**Source records:**
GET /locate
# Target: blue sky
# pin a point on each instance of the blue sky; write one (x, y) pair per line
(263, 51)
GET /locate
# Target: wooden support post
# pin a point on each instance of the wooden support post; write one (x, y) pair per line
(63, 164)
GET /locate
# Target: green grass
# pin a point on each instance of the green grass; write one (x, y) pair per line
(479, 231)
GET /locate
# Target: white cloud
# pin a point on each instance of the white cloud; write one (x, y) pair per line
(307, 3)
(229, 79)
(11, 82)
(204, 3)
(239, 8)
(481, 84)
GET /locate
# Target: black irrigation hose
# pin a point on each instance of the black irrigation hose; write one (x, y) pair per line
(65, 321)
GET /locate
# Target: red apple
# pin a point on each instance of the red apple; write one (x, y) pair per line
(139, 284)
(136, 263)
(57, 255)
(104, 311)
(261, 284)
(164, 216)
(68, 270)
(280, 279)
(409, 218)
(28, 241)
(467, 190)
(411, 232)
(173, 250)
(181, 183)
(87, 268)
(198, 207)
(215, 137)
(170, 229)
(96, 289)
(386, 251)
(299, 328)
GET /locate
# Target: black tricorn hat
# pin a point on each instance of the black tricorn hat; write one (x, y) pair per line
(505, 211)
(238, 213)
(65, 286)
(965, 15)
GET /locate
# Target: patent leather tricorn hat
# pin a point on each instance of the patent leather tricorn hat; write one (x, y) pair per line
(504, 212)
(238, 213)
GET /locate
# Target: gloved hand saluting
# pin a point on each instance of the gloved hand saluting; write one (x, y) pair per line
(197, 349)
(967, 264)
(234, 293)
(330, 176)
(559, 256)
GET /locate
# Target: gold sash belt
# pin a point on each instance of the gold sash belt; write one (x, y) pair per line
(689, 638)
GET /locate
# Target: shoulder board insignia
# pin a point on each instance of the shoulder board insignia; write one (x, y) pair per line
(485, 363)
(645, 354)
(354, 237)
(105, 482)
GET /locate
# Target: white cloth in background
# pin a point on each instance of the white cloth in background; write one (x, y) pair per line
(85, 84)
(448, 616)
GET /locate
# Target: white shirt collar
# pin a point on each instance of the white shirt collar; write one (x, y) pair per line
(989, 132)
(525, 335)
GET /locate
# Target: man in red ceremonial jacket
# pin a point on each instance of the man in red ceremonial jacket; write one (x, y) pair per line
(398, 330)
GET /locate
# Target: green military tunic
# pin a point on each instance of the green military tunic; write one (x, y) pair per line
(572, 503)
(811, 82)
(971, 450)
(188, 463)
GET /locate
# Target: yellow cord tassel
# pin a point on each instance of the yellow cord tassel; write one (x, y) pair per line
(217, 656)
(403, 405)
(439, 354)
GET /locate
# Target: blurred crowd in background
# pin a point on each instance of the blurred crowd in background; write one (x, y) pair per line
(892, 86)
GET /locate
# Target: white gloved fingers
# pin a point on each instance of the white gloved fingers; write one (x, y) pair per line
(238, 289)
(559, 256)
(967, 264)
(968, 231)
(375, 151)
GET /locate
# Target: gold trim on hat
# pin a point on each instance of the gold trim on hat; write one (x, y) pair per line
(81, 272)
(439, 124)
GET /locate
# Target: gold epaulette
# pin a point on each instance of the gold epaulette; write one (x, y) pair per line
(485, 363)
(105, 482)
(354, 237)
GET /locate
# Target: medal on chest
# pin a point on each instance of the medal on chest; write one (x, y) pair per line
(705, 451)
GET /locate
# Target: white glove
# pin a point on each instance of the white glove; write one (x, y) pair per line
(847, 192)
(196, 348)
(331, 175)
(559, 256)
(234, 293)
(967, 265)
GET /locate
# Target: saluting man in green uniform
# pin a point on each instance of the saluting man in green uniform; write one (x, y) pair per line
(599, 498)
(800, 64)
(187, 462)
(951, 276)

**Exercise requirements:** In the material above, find the line containing "# pin a point on each instance of the shoulder" and the line containing "# Target: gold trim on hat", then write out exactly those two lines and every line between them, and nothing more.

**Output of the task:**
# pin a point on each instance of the shoulder board insignia; write one (x, y) pair per line
(485, 363)
(645, 354)
(354, 237)
(105, 482)
GET /locate
# Target: white cloth in background
# pin a point on each instance of the white cloth in background; write one (x, y) pair per line
(85, 84)
(448, 616)
GET /locate
# Target: white shirt collar
# pin a point on each instance of the white shirt collar; write one (x, y) pair per line
(989, 132)
(525, 335)
GET /locate
# Target: man in red ceremonial jacket
# pin a point on each instance of the man in red ceremonial jacket; write one (x, y) pair per line
(398, 330)
GET /locate
# Target: green military tunic
# pin a point on each instance of the green military tunic; write one (x, y) pair per line
(572, 503)
(811, 82)
(971, 450)
(188, 463)
GET /locate
# Target: yellow cord tassel
# pin a point on each instance of the yellow cord tassel; write one (x, y) pair per line
(217, 656)
(403, 405)
(439, 354)
GET /locate
# Target: blurred crowd in background
# pin a point on each instance of the blurred crowd in background; write one (x, y) pair per line
(892, 86)
GET /locate
# Target: white gloved fingers
# pin a point on each instance of the white gloved fingers; write one (x, y) pair per line
(238, 289)
(559, 256)
(967, 264)
(968, 231)
(375, 151)
GET /locate
# Target: gold trim on hat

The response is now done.